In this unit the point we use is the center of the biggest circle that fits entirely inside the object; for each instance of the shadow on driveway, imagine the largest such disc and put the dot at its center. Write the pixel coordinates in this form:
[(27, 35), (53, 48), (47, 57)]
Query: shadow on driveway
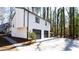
[(69, 44)]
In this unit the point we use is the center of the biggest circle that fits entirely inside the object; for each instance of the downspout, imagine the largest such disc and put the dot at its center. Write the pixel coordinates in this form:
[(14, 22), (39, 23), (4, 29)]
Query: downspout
[(24, 19), (27, 25)]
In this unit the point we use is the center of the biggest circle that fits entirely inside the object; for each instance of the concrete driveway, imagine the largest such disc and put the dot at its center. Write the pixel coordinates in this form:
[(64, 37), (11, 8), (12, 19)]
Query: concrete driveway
[(57, 44)]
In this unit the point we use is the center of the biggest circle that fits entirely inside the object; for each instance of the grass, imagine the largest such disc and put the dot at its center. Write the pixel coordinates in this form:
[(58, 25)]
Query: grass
[(4, 42)]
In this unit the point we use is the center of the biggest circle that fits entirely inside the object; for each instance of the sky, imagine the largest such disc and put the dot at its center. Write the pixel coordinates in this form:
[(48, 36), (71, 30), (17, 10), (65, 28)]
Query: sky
[(6, 13)]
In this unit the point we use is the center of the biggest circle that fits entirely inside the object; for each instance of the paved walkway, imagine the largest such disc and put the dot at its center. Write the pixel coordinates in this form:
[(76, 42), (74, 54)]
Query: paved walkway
[(58, 44)]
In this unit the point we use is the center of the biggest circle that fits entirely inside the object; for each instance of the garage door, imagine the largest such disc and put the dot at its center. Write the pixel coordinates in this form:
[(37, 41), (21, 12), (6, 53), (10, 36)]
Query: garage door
[(45, 34), (38, 33)]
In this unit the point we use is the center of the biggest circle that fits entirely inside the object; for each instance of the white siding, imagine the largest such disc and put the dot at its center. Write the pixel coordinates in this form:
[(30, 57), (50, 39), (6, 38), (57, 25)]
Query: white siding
[(19, 17), (20, 31), (41, 25)]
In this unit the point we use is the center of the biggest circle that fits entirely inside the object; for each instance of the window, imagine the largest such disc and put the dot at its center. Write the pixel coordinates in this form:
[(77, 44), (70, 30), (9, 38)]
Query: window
[(45, 23), (37, 19)]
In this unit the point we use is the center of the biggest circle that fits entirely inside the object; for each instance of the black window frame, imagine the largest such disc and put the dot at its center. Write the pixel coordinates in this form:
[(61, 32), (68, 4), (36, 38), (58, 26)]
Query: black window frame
[(45, 23), (37, 19)]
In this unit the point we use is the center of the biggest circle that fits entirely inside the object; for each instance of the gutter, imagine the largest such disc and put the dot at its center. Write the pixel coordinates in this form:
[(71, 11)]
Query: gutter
[(32, 13)]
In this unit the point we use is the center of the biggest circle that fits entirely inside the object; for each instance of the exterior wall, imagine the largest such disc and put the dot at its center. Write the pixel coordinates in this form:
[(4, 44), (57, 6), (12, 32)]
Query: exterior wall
[(41, 25), (18, 29), (20, 24)]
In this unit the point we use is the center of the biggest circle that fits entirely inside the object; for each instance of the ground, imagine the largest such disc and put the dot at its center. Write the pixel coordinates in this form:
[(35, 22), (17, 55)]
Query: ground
[(51, 44), (59, 44)]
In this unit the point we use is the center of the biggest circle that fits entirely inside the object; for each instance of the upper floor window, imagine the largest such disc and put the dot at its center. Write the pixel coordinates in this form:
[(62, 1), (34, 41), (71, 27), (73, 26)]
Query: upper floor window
[(37, 19), (45, 23)]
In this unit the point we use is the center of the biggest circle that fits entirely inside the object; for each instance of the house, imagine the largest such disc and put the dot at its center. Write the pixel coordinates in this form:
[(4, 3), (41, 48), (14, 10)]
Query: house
[(26, 21)]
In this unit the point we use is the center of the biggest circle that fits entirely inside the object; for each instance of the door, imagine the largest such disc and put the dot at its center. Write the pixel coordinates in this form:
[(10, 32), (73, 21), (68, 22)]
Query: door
[(38, 33), (45, 34)]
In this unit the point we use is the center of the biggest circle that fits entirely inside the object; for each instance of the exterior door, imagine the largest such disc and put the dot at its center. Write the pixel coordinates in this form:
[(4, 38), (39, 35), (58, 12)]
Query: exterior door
[(38, 33), (45, 34)]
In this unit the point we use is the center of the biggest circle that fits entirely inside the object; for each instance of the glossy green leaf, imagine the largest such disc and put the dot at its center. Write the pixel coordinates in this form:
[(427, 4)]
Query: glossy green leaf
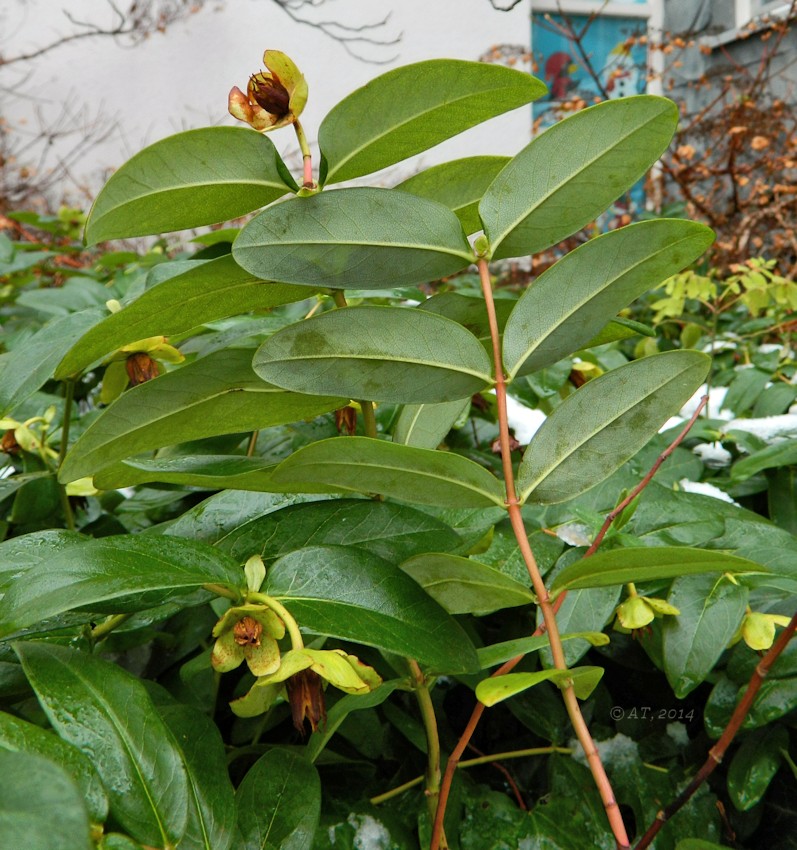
[(353, 595), (411, 109), (211, 290), (606, 422), (19, 735), (392, 354), (40, 806), (393, 532), (104, 711), (361, 238), (570, 173), (711, 609), (218, 394), (365, 465), (754, 765), (425, 425), (213, 472), (194, 178), (649, 563), (279, 802), (116, 574), (498, 688), (211, 798), (31, 363), (571, 302), (464, 586), (458, 184), (498, 653)]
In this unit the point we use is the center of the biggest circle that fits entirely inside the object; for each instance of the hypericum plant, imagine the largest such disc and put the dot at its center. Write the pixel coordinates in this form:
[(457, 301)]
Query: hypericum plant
[(346, 540)]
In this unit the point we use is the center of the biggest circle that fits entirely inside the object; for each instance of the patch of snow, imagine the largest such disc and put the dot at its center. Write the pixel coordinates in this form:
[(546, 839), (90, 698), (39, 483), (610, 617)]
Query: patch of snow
[(771, 429), (704, 490), (524, 421), (677, 731), (713, 455), (574, 534), (370, 833)]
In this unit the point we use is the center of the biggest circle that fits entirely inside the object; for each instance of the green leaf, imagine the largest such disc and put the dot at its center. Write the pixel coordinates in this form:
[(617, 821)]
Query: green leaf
[(392, 354), (778, 454), (218, 394), (194, 178), (606, 422), (343, 708), (711, 609), (458, 184), (498, 688), (425, 425), (106, 712), (393, 532), (361, 238), (570, 173), (213, 472), (279, 802), (413, 108), (113, 574), (211, 798), (464, 586), (365, 465), (40, 806), (353, 595), (28, 366), (571, 302), (754, 765), (498, 653), (18, 735), (649, 563), (210, 290)]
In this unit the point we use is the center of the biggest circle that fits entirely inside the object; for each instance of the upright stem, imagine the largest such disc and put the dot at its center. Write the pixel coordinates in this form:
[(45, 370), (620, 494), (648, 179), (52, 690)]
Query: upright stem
[(424, 697), (69, 395), (307, 157), (543, 599)]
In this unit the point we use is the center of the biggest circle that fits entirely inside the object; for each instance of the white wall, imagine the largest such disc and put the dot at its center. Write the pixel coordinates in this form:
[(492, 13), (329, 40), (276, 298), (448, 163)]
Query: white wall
[(181, 79)]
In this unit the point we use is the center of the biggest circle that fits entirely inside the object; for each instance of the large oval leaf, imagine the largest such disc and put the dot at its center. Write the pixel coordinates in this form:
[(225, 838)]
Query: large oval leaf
[(393, 532), (606, 422), (40, 806), (648, 563), (279, 802), (353, 595), (411, 109), (571, 173), (119, 570), (712, 607), (194, 178), (458, 184), (209, 291), (19, 735), (364, 465), (360, 238), (392, 354), (464, 586), (571, 302), (219, 394), (108, 714)]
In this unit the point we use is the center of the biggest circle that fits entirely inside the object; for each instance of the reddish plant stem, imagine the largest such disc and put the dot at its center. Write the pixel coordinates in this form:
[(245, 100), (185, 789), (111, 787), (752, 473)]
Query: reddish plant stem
[(717, 752), (612, 515), (543, 598)]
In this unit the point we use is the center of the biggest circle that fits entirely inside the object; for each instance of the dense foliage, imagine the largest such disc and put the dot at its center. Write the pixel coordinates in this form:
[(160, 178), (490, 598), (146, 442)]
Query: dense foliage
[(227, 484)]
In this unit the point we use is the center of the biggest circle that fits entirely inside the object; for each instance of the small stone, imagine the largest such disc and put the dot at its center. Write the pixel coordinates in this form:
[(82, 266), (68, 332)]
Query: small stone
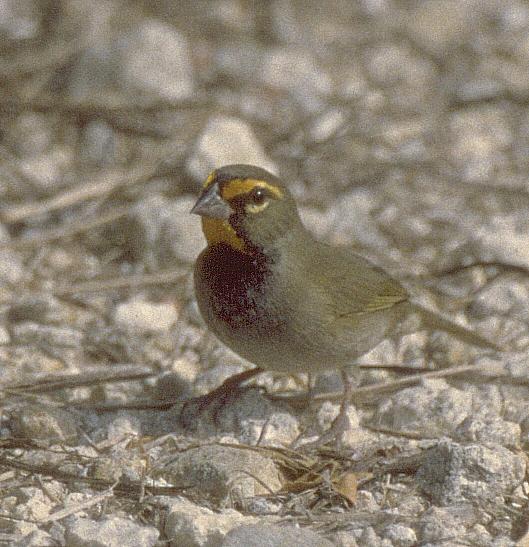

───

▶ _Directions for this task_
Each line of the entries that holds "stone" should be counted, and only the total given.

▶ _Exercise response_
2